● **Extract provided**

◇ ◇ ◇ ◇ ◇

Number bonds were called “fact families” and place value charts were abundant as a glance through textbooks from the 60’s, 50’s, 40’s, and further back easily show. (See this article for examples)

But now, alternate methods are taught first in the belief that it imparts a “deeper understanding” of what is going on with standard algorithms and procedures which are taught later. Teaching the standard algorithm first is thought to obscure the understanding and is viewed as a “rote” procedure. As a result, what is mischaracterized as “rote memorization” has been replaced with “deeper understanding” as math reformers term it. I think a more accurate term is “rote understanding”.

 The so-called “deeper understanding” is measured by having students show more than one way to add or multiply numbers, and to explain in writing why it works.

From the article:

“Over the past 40 years, education research has emphasized that teaching math should start with building students’ understanding of math concepts, instead of starting with formal algorithms, according to Michele Carney, an associate professor of mathematics education at Boise State University.”

The article does not do us the favor of providing us references to the research but I’ve seen some of it. Most of it is based on “action” research done in classrooms with questionable controls, and authored by the same people who have been taking in each others’ laundry for years. (e.g. Fenema, Carpenter, Hiebert, etc)

Common Core codified much if not most of the reform math ideology that has been at work for more than three decades.  Reform ideology got its first big boost with NCTM’s math standards in 1989 which was predicated on the notion that traditional math teaching sacrificed conceptual understanding on the altar of procedural fluency. It put an emphasis on “understanding” and viewed procedures as nothing more than “rote memorization”.

The other catch-phrase of the math reformers is “problem-solving”; so much so, that it has become a verb. It used to be that students solved problems.  Now they “problem-solve”. Again, this harkens back to NCTM’s 1989 standards which downplayed the importance of procedural skills, and replaced those with students being able to “explain” their answers. “Math talk” has emerged as an indicator for whether students “understand”.  If a student cannot explain how they solved a problem, they are held to lack understanding. Also, if a student cannot solve a problem in more than one way, that too is held to show a lack of understanding. 

The typical problems of the past (distance/rate, mixture, number, coin) are being replaced with what reformers believe are problems that students are interested in wanting to solve. These are typically one-off problems that don’t generalize and for which little to no prior problem solving procedure has been taught. 

The “problem solve” mentality has made its way into ed schools where I heard the philosophy espoused. That is, there is a difference between problem solving and exercises. “Exercises” are what students do when applying algorithms or problem solving procedures they know. Problem solving, which is preferred, occurs when students are not able to apply a mechanical, memorized response, but rather have to figure out what to do in a new situation. Moreover, ed school catechism states that students’ difficulty in solving problems in new contexts is evidence that the use of “mere exercises” or “procedures” is ineffective and they are overused in classrooms.

◇ ◇ ◇ ◇ ◇

● **Extracted records**
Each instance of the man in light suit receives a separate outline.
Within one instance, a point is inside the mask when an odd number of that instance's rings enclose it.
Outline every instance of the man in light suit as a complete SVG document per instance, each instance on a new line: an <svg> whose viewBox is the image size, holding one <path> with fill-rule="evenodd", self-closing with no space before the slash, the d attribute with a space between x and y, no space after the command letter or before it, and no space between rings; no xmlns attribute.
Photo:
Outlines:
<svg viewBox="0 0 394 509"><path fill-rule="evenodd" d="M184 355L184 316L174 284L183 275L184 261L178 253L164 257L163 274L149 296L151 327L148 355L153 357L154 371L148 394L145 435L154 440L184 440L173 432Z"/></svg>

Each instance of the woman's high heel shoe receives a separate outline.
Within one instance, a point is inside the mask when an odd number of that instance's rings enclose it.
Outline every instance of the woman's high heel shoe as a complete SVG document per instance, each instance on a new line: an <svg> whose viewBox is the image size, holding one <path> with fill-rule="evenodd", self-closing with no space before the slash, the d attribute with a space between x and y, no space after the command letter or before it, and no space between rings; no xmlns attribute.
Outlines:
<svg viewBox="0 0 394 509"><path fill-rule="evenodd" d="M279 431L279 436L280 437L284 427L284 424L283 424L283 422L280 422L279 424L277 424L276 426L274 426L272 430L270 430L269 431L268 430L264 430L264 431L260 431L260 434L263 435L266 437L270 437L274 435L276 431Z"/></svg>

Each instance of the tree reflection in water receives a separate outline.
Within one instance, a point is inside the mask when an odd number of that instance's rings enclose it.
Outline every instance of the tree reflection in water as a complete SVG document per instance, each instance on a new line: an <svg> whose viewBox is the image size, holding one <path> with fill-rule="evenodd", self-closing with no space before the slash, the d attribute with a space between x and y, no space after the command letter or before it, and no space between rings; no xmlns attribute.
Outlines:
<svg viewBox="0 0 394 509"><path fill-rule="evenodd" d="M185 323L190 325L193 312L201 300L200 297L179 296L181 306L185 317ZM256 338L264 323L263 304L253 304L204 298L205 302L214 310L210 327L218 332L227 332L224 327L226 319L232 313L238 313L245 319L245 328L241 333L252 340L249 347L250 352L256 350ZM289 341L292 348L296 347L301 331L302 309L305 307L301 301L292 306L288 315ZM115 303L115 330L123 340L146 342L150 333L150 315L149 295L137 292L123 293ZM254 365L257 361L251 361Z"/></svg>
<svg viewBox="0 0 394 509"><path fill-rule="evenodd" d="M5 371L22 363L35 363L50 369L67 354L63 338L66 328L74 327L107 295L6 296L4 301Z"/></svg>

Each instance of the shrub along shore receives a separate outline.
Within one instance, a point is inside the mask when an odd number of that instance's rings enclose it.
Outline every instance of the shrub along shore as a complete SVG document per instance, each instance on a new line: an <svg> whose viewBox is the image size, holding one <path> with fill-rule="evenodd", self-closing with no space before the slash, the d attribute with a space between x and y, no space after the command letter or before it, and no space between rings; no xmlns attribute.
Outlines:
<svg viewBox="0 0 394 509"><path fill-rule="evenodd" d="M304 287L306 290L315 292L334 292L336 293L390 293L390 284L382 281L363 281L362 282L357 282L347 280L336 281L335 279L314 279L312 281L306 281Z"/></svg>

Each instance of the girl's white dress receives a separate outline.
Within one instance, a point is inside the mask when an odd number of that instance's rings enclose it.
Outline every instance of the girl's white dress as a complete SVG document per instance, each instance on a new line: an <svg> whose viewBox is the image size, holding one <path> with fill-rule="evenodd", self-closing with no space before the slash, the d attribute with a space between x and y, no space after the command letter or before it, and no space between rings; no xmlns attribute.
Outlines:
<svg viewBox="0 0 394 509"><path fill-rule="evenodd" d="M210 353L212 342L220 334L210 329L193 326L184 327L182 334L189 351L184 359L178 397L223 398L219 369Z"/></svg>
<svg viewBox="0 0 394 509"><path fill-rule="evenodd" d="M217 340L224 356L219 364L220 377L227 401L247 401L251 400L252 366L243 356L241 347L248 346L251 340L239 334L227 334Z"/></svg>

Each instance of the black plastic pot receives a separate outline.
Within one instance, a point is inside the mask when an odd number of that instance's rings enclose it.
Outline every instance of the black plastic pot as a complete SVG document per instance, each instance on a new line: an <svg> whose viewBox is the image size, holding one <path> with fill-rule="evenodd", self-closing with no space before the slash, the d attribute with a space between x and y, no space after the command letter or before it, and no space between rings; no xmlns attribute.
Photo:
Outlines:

◇ ◇ ◇ ◇ ◇

● **What you need to do**
**a)** Can you type out the reform math passage between "The typical problems" and "has been taught.", inclusive, word for word?
**b)** Do these statements agree with the reform math passage? Answer yes or no to each, and quote the words of the passage that decide it. (i) Reform ideology got its first big boost from NCTM's math standards in 1989. (ii) The article quoted in the passage gives references to the research it mentions. (iii) In the philosophy heard in ed schools, exercises are preferred over problem solving.
The records were taken from a different source.

● **Response list**
**a)**
The typical problems of the past (distance/rate, mixture, number, coin) are being replaced with what reformers believe are problems that students are interested in wanting to solve. These are typically one-off problems that don’t generalize and for which little to no prior problem solving procedure has been taught.

**b)**
(i) Yes: "Reform ideology got its first big boost with NCTM’s math standards in 1989"
(ii) No: "The article does not do us the favor of providing us references to the research"
(iii) No: "Problem solving, which is preferred, occurs when students are not able to apply a mechanical, memorized response"